-- START --

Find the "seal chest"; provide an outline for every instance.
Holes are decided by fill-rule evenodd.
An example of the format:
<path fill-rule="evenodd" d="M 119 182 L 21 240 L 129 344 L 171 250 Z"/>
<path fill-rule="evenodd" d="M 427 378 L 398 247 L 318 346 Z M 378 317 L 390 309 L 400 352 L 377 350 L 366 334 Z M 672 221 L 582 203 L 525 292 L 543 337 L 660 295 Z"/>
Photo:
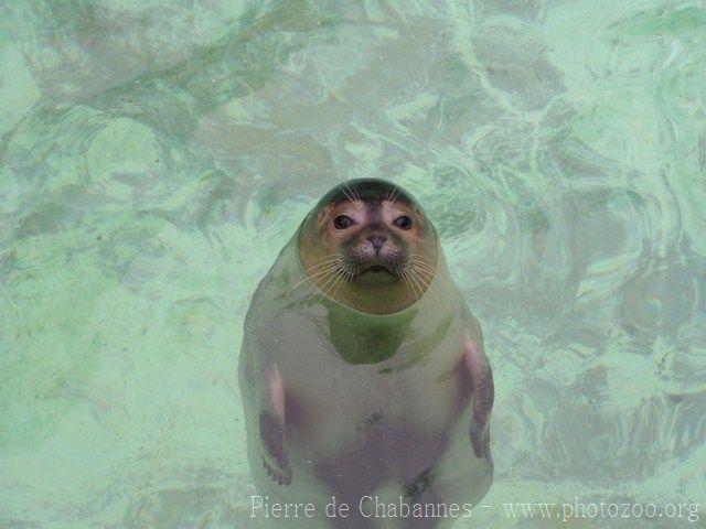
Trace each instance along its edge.
<path fill-rule="evenodd" d="M 239 382 L 258 494 L 314 506 L 276 527 L 442 527 L 453 516 L 414 508 L 470 509 L 491 485 L 481 331 L 391 183 L 341 184 L 304 218 L 253 298 Z M 409 516 L 371 516 L 373 498 Z"/>

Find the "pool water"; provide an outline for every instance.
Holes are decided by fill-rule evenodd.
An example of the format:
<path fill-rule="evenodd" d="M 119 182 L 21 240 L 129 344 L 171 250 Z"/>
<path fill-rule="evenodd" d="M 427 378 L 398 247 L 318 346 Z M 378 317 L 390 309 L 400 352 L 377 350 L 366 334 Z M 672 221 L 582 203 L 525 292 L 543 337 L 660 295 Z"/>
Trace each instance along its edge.
<path fill-rule="evenodd" d="M 705 173 L 700 0 L 1 1 L 0 527 L 258 527 L 245 313 L 363 176 L 483 327 L 457 527 L 706 527 Z"/>

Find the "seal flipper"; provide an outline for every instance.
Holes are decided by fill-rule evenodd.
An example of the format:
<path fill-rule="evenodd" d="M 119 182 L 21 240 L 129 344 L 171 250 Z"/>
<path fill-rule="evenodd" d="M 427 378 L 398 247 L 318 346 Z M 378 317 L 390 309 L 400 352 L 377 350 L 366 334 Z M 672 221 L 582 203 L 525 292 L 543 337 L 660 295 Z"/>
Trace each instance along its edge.
<path fill-rule="evenodd" d="M 493 409 L 493 373 L 488 357 L 473 339 L 466 341 L 463 361 L 471 378 L 473 417 L 469 434 L 477 457 L 490 455 L 490 414 Z"/>
<path fill-rule="evenodd" d="M 260 412 L 263 463 L 275 482 L 279 485 L 289 485 L 291 468 L 288 466 L 285 446 L 285 382 L 276 365 L 268 370 L 263 390 L 263 411 Z"/>

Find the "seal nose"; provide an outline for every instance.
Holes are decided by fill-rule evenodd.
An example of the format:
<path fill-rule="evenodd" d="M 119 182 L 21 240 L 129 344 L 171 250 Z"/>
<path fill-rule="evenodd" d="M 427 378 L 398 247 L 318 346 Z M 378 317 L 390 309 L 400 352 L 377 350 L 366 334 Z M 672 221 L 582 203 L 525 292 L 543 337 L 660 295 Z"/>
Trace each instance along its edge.
<path fill-rule="evenodd" d="M 381 248 L 383 247 L 383 242 L 385 242 L 385 237 L 381 237 L 378 235 L 374 236 L 374 237 L 368 237 L 367 240 L 370 240 L 373 244 L 373 248 L 375 249 L 375 253 L 379 253 Z"/>

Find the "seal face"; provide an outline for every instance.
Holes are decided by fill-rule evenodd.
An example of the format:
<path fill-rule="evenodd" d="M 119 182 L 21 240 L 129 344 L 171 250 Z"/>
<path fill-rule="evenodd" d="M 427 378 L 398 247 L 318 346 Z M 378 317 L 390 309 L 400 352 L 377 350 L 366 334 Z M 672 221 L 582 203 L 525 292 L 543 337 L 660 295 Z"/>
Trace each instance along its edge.
<path fill-rule="evenodd" d="M 492 483 L 480 326 L 434 226 L 391 183 L 341 184 L 304 218 L 250 303 L 239 385 L 258 494 L 315 506 L 284 522 L 254 503 L 266 523 L 449 526 L 443 509 Z M 327 512 L 332 496 L 349 516 Z M 378 503 L 399 509 L 393 520 Z"/>
<path fill-rule="evenodd" d="M 328 193 L 304 220 L 299 256 L 309 279 L 361 312 L 416 302 L 436 271 L 437 235 L 404 190 L 372 179 Z"/>

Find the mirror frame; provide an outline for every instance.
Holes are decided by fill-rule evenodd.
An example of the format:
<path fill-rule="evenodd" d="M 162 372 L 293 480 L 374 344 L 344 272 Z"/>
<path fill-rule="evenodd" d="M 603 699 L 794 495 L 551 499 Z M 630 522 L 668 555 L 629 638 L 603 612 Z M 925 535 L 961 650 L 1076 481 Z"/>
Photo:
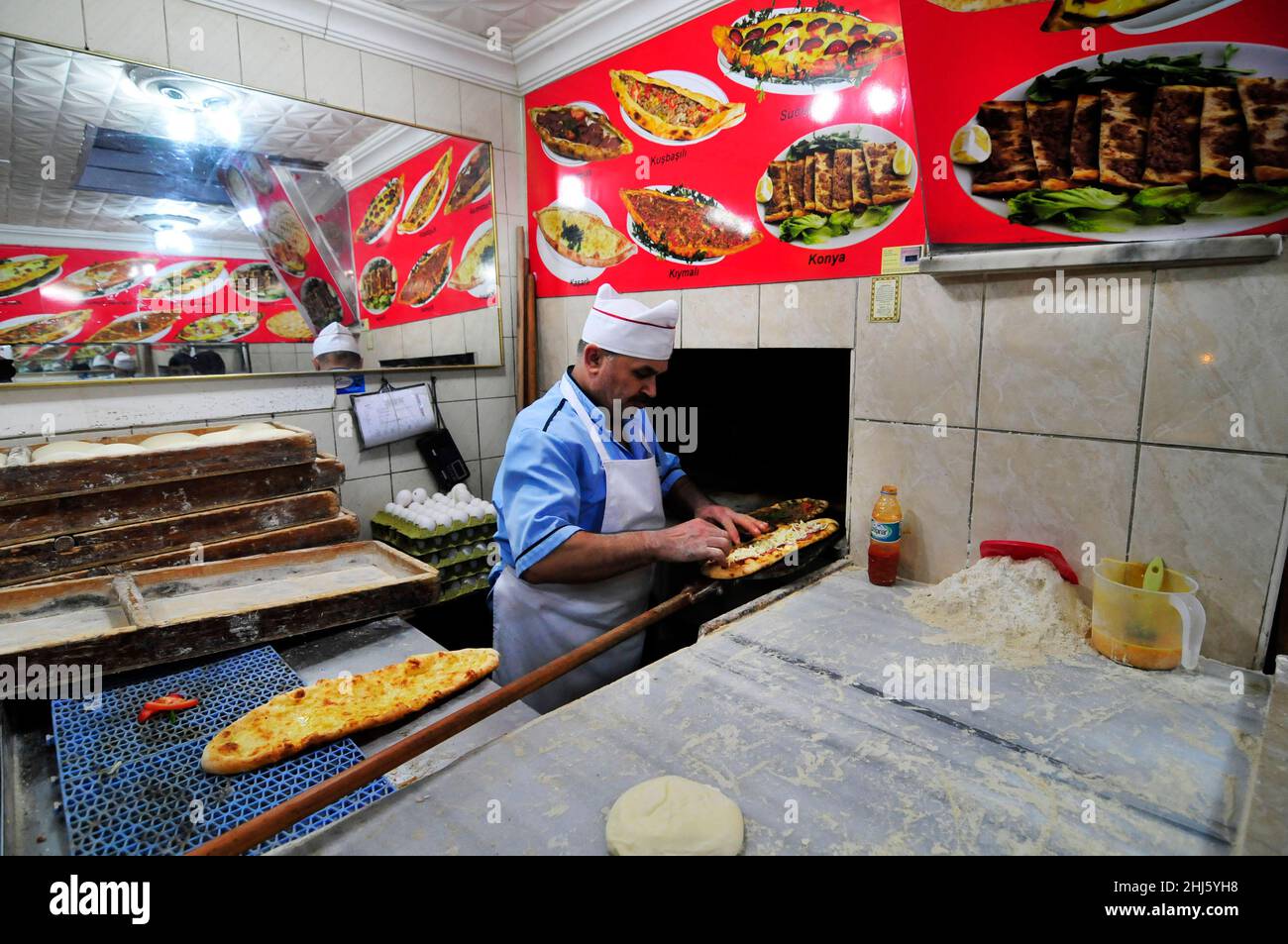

-- END --

Please retype, without any change, the lines from the one containing "Find the mirror" through the last of the lines above, both ends included, leaving the pictures out of your answer.

Find the mirror frame; provide an outline for every instance.
Holes are decided by fill-rule evenodd.
An example of the format:
<path fill-rule="evenodd" d="M 162 372 L 293 480 L 374 344 L 344 272 Z"/>
<path fill-rule="evenodd" d="M 603 699 L 794 495 L 551 499 Z M 630 522 L 668 555 L 629 638 L 603 612 Z M 925 535 L 961 650 L 1076 481 Z"/>
Photo:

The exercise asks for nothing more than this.